BEGIN

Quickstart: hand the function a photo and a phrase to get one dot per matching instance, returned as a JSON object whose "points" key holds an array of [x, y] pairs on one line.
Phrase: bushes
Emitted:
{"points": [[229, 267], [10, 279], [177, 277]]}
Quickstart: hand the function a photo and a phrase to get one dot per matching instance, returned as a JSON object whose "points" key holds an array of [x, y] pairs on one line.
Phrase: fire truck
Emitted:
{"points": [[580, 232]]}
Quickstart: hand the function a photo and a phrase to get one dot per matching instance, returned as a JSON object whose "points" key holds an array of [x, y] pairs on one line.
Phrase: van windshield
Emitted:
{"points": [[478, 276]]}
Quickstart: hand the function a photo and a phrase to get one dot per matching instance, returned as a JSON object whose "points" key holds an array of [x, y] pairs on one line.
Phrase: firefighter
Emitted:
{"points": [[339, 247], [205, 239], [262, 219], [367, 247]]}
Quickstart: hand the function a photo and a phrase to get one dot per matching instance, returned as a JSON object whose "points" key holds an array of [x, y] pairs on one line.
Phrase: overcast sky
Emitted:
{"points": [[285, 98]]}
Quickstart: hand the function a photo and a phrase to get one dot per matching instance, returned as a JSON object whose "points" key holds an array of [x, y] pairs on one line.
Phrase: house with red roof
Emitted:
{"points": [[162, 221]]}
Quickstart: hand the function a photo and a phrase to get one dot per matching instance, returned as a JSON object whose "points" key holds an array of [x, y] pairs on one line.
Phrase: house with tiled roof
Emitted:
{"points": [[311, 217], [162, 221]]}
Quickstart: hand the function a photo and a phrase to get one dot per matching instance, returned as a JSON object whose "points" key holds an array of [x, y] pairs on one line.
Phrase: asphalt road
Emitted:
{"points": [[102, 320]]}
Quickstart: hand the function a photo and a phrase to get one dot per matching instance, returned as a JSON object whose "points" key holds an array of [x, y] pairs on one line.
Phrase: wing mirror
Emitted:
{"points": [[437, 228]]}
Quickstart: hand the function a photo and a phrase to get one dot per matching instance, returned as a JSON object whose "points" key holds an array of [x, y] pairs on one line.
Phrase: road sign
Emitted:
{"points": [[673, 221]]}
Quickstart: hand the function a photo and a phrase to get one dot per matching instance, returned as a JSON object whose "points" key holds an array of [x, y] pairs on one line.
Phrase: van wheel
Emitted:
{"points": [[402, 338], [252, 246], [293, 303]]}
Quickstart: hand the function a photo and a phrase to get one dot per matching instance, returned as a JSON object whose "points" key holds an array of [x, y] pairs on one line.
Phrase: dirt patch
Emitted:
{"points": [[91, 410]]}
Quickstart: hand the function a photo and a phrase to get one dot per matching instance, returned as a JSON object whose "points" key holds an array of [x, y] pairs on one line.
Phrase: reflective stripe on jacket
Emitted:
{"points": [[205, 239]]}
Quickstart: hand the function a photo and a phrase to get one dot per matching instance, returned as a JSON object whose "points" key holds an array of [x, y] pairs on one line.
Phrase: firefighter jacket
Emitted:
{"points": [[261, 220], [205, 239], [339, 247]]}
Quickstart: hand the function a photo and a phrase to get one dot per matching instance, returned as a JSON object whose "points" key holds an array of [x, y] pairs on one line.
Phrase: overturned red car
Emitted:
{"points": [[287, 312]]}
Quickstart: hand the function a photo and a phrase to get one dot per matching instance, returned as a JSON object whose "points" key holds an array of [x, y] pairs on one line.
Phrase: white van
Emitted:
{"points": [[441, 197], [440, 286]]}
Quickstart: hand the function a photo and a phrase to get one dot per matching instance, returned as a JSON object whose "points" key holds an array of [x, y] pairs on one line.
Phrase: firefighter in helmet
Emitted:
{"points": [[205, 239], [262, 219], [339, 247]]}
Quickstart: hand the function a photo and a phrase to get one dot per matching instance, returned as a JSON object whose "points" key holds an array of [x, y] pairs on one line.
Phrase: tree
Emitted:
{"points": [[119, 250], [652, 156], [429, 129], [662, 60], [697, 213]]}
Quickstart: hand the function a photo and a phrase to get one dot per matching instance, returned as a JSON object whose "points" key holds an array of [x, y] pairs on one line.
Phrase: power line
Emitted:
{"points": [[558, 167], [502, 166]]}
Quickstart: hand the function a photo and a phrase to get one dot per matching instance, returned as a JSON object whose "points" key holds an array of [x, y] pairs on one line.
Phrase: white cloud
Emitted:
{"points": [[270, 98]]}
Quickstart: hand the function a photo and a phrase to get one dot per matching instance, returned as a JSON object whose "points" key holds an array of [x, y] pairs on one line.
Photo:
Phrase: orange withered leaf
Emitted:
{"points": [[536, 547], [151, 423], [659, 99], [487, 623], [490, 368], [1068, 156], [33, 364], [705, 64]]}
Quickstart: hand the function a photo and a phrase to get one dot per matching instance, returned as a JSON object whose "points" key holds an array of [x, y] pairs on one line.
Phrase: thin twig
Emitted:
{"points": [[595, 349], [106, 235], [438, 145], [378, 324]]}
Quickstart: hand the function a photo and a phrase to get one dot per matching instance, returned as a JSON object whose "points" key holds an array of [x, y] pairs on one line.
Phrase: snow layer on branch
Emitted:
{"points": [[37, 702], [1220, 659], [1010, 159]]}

END

WHAT THE TASK ASKS:
Repeat the material in full, exactly as it stands.

RESPONSE TO THE TASK:
Quickstart: hand the function a photo and a phrase to get one dot per matching instance, returned as a JSON object whose "points" key holds an array of [x, y] pairs on one line.
Phrase: bushes
Emitted:
{"points": [[229, 267], [10, 279], [177, 277]]}
Quickstart: hand the function a photo and a phrase to get one dot per matching instance, returned as a JSON object whose "points" key holds an array of [x, y] pairs on one line.
Phrase: fire truck
Emitted:
{"points": [[580, 232]]}
Quickstart: hand the function a photo and a phrase to get one dot per matching instance, returned as a JSON object whose "points" key holds an array of [x, y] pairs on one line.
Phrase: van windshield
Emitted:
{"points": [[478, 276]]}
Quickstart: hand the function a photo and a phrase to get one dot per matching instance, returned as a JSON object whose "points" key holds an array of [x, y] pairs on one line.
Phrase: firefighter
Emitted:
{"points": [[339, 247], [205, 239], [262, 219], [367, 247]]}
Quickstart: hand the function a photo and a phrase to get one dot per matching instance, returned as a JSON object whose "points" key holds an array of [x, y] pairs on one line.
Phrase: overcast sky
Emitted:
{"points": [[285, 98]]}
Quickstart: hand the function a photo and a phrase to get one dot per matching instance, returned as a JSON object whose "points" key holds an array of [x, y] pairs on one line.
Phrase: house with red roof
Emitted:
{"points": [[162, 221]]}
Quickstart: hand the function a photo and a phrase to get one dot per matching instance, returned as a JSON object whose "points" key holds an array of [x, y] pairs on one line.
Phrase: house with tiled roof
Emitted:
{"points": [[311, 217], [162, 221]]}
Quickstart: hand the function a photo and a phrase to get one dot per matching instance, returned as a JSON object whose "points" key holds an array of [x, y] pairs on one line.
Phrase: asphalt road
Emitted:
{"points": [[102, 320]]}
Quickstart: hand the function a photo and a phrase to get one dot per matching instance, returned as a JSON object whose "points" key holds an array of [x, y] pairs on one line.
Phrase: wing mirror
Emitted:
{"points": [[437, 228]]}
Quickstart: hand the function a photo and a phrase to get one dot per matching instance, returned as a JSON object whose "points" key holds an array of [x, y] pairs on one line.
Phrase: road sign
Emitted:
{"points": [[673, 221]]}
Quickstart: hand the function a photo and a phrase to get one dot per matching instance, returned as a JSON object whose "points" key holds an array of [x, y] pairs on one line.
Phrase: van wheel
Emitted:
{"points": [[402, 338], [252, 246], [293, 303]]}
Quickstart: hand the function a photo and a phrase to get one dot per matching instance, returned as a JSON object whose "points" key holds an array of [x, y] pairs on one line.
Phrase: dirt patch
Emitted:
{"points": [[91, 410]]}
Quickstart: hand the function a photo and a phrase to get one dot per matching instance, returned as a JSON object whose "points" key holds an array of [x, y] pairs on one line.
Phrase: reflective stripe on jacket
Emitted:
{"points": [[205, 239]]}
Quickstart: hand the function a photo and a phrase to get one dot per matching instance, returned as a JSON object whose "points" key holds an array of [x, y] pairs on one line.
Phrase: firefighter jacket
Emitted:
{"points": [[261, 220], [205, 239], [339, 247]]}
Quickstart: hand the function a photo and a phrase to get one dot per matching instance, returned as a JSON object whose "points" key holds an array of [x, y] pairs on one line.
Phrase: overturned red car
Emitted:
{"points": [[287, 312]]}
Quickstart: hand the function a photo and a phrase to get one dot per matching instance, returned as a JSON object whose "points" key holds an array of [x, y] pairs on one line.
Phrase: white van
Emitted:
{"points": [[441, 197], [440, 286]]}
Quickstart: hand the function a photo and a phrase to get one dot per matching instance, returned as a JSON object whose "points" key holds an array of [x, y] pairs on one line.
Phrase: firefighter in helmet
Emitted:
{"points": [[205, 239], [262, 219], [339, 247]]}
Quickstart: hand the function a photo and a phrase to get one dot per matching instance, returned as a JSON object whose "points" key holds an array of [x, y] pairs on one line.
Phrase: tree
Emitted:
{"points": [[119, 250], [652, 156], [429, 129], [662, 60], [697, 213]]}
Quickstart: hand the function a photo and a phrase to get one dot per matching instance, returned as a JSON object whose "points" key holds an array of [x, y] pairs on one line.
Phrase: power line
Emitted:
{"points": [[558, 167], [502, 166]]}
Quickstart: hand the function a photo and a phrase to get one dot per matching instance, returned as a JSON object whose "points" key holds an array of [x, y] pairs on one line.
Phrase: white cloud
Emitted:
{"points": [[270, 98]]}
Quickstart: hand the function a photo and a phrase to get one dot per matching instance, returned as a JSON object whose "points" key holds an array of [x, y] pairs on one line.
Photo:
Phrase: orange withered leaf
Emitted:
{"points": [[536, 547], [151, 423], [659, 99], [487, 623], [490, 368], [1068, 156], [33, 364], [705, 64]]}
Quickstart: hand the function a photo and a phrase to get one dot per matching instance, returned as a JSON object whose "points" key holds an array of [x, y] pairs on one line.
Phrase: thin twig
Emitted:
{"points": [[595, 349], [106, 235], [438, 145], [378, 324]]}
Quickstart: hand the function a photo and a phrase to get one dot per matching instance, returned as a JSON object whose "points" key holds an array of [x, y] pairs on one line.
Phrase: snow layer on branch
Emitted:
{"points": [[37, 702], [1220, 659], [1010, 159]]}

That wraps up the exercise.